> _To be done_: Write out every line of the listing below with no changes.

Records for location labeling
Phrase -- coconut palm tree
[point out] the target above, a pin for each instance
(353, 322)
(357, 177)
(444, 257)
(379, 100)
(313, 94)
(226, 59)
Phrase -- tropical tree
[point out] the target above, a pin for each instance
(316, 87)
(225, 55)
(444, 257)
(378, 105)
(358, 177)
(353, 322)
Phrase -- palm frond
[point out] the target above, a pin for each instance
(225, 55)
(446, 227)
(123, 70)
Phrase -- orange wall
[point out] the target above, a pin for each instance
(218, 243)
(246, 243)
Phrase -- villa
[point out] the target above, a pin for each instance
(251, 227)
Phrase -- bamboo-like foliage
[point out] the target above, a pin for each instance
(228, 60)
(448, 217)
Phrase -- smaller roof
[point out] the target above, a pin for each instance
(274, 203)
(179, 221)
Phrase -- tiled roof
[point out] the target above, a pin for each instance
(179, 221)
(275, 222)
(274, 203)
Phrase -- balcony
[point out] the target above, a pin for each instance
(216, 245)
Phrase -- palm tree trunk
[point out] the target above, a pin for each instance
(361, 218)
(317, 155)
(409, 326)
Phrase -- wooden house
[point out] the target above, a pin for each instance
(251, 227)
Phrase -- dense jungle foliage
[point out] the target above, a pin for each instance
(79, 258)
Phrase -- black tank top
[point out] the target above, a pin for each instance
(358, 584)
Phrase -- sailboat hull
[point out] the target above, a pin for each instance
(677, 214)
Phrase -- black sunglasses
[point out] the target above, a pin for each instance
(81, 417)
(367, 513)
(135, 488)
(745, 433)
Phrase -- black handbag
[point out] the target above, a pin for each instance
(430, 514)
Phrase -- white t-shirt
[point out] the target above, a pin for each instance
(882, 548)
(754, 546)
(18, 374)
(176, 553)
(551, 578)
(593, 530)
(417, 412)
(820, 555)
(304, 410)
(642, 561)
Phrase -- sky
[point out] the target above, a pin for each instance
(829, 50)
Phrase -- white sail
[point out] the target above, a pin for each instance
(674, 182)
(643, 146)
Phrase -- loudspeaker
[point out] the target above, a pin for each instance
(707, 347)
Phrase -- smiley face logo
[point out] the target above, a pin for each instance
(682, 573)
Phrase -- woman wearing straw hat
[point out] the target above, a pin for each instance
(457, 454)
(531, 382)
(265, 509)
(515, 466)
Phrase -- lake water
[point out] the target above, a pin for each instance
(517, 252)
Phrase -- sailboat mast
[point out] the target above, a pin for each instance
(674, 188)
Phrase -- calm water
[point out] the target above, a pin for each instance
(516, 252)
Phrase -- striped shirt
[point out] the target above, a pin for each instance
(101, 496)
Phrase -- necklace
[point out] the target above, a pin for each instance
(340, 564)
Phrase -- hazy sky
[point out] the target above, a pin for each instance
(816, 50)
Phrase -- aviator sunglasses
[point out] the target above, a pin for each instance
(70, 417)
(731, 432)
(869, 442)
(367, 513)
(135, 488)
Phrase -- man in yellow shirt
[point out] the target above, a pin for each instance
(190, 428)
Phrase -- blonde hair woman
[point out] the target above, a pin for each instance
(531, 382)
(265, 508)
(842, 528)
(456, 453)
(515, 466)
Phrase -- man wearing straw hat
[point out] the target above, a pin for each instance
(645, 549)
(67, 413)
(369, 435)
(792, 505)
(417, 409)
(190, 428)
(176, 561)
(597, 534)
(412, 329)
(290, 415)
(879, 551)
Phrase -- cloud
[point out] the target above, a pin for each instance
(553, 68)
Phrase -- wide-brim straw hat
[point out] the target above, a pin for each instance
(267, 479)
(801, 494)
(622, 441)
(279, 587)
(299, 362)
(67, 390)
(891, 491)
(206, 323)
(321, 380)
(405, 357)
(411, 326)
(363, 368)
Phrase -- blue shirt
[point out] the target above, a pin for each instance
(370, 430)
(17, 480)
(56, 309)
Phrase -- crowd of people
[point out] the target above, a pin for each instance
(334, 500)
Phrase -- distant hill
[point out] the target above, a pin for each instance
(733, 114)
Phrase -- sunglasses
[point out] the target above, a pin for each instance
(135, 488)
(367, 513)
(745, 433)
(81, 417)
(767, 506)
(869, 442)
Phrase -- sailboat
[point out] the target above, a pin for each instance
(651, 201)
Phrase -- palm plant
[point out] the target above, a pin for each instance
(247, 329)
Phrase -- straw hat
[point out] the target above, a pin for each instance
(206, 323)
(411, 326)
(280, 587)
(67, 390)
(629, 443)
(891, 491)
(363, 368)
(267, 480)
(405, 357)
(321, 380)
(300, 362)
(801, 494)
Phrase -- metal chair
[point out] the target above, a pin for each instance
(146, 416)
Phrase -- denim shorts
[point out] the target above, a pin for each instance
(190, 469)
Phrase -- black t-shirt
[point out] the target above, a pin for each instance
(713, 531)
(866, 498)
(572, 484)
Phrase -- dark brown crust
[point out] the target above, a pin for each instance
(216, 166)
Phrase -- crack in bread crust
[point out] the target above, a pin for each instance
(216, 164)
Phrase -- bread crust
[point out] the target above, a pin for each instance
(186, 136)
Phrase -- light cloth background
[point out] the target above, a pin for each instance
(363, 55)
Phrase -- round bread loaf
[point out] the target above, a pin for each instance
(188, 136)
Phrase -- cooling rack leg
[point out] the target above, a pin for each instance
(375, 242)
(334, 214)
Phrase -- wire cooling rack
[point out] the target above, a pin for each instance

> _Solution to this exercise_:
Phrase -- coconut palm tree
[point out] the target above, a pin for each instance
(353, 322)
(357, 177)
(444, 257)
(379, 100)
(313, 94)
(226, 59)
Phrase -- tropical tree
[point out] the target above, a pin for each instance
(316, 87)
(225, 55)
(444, 257)
(378, 105)
(358, 177)
(353, 322)
Phrase -- palm frond
[point out] the target above, a pin for each instance
(225, 55)
(446, 227)
(123, 70)
Phrase -- orange wall
[point out] the target above, a pin for each instance
(218, 243)
(246, 243)
Phrase -- villa
[point out] the target above, a pin for each instance
(251, 227)
Phrase -- bamboo-like foliage
[point out] the target above, a pin for each instance
(228, 60)
(448, 217)
Phrase -- smaller roof
[point out] the target above, a pin for each instance
(274, 203)
(179, 221)
Phrase -- tiled roof
[point out] the target above, a pin for each instance
(179, 221)
(275, 222)
(274, 203)
Phrase -- balcony
[point out] the target above, a pin for each instance
(216, 245)
Phrase -- palm tree trunk
[point out] the target above, a pin for each instance
(361, 218)
(317, 155)
(409, 326)
Phrase -- wooden house
[point out] the target above, a pin for each instance
(251, 227)
Phrase -- dense jungle foliage
[point out] the target above, a pin for each instance
(79, 258)
Phrase -- black tank top
[point out] the target above, a pin for each instance
(358, 584)
Phrase -- sailboat hull
[point out] the target above, a pin for each instance
(677, 214)
Phrase -- black sunglasses
[point out] the target above, a pin for each instance
(81, 417)
(367, 513)
(135, 488)
(745, 433)
Phrase -- black handbag
[point out] the target above, a pin for each instance
(430, 514)
Phrase -- white t-shirt
[point out] the target above, a pin for each instance
(882, 548)
(754, 546)
(18, 374)
(176, 553)
(551, 578)
(593, 530)
(417, 412)
(820, 555)
(304, 410)
(642, 561)
Phrase -- sky
[point out] the target above, a pin for each instance
(829, 50)
Phrase -- white sail
[point out] the target above, a pin for each instance
(674, 182)
(643, 146)
Phrase -- loudspeaker
[point out] the target above, a pin for each instance
(707, 347)
Phrase -- smiley face logo
[point out] the target above, a pin for each instance
(682, 573)
Phrase -- woman wearing straw hat
[point out] the target above, a pin for each instance
(457, 454)
(531, 382)
(265, 509)
(515, 466)
Phrase -- lake water
[point out] the target above, a pin for each instance
(517, 252)
Phrase -- sailboat mast
[point out] the target above, a pin for each instance
(674, 188)
Phrase -- calm water
[point out] the target above, a pin for each instance
(516, 252)
Phrase -- striped shirt
[point out] the target above, a pin for each instance
(101, 496)
Phrase -- necklace
[point out] the target above, a pin for each instance
(340, 564)
Phrase -- hazy sky
[point out] the target above, a pin for each instance
(816, 50)
Phrase -- aviator sunglasses
[point out] the target above, a pin for each instance
(70, 417)
(731, 432)
(869, 442)
(367, 513)
(135, 488)
Phrase -- man in yellow shirt
[point out] the target above, a pin for each instance
(190, 428)
Phrase -- blonde hair woman
[point out] the target above, a pin for each instance
(531, 382)
(265, 508)
(842, 528)
(456, 453)
(515, 466)
Phrase -- man wearing straw hat
[point out] the target above, a pin for each instance
(645, 549)
(67, 413)
(369, 435)
(792, 505)
(417, 409)
(190, 428)
(176, 561)
(597, 534)
(412, 329)
(290, 415)
(879, 551)
Phrase -- cloud
[point out] the target above, a pin for each instance
(553, 68)
Phrase -- wide-brim straw hat
[point out] the target above, a pin for each instance
(267, 479)
(801, 494)
(622, 441)
(279, 587)
(299, 362)
(67, 390)
(891, 491)
(206, 323)
(321, 380)
(405, 357)
(411, 326)
(363, 368)
Phrase -- blue shirt
[point out] the target above, a pin for each instance
(370, 430)
(17, 480)
(56, 309)
Phrase -- crowd of people
[point out] the target above, a pin for each instance
(334, 500)
Phrase -- distant hill
[point out] the target above, a pin for each instance
(733, 114)
Phrase -- sunglasses
[point out] the target above, a pin for each instance
(135, 488)
(367, 513)
(745, 433)
(81, 417)
(767, 506)
(869, 442)
Phrase -- sailboat
[point out] the target above, a pin for each instance
(651, 201)
Phrase -- palm plant
[point out] the target above, a pin for each instance
(247, 329)
Phrase -- straw hat
[point out] the target above, a pin for each instance
(206, 323)
(411, 326)
(280, 587)
(67, 390)
(629, 443)
(891, 491)
(363, 368)
(267, 480)
(405, 357)
(321, 380)
(300, 362)
(801, 494)
Phrase -- metal chair
[point out] the target above, a pin for each instance
(146, 416)
Phrase -- denim shorts
[point out] the target above, a pin for each instance
(190, 469)
Phrase -- black t-shirt
[point out] the target above, a pin for each instance
(713, 531)
(866, 498)
(572, 484)
Phrase -- dark brown crust
[point out] the target above, a pin for each instance
(216, 166)
Phrase -- crack in bread crust
[point out] the target above, a pin for each instance
(216, 164)
Phrase -- bread crust
[point out] the target above, a pin for each instance
(186, 136)
Phrase -- light cloth background
[point out] the target above, a pin for each instance
(363, 55)
Phrase -- round bread loaf
[point out] the target above, a pin for each instance
(188, 136)
Phrase -- cooling rack leg
[point out] the target above, a pin for each instance
(375, 242)
(334, 214)
Phrase -- wire cooling rack
[point out] the target above, a pin for each instance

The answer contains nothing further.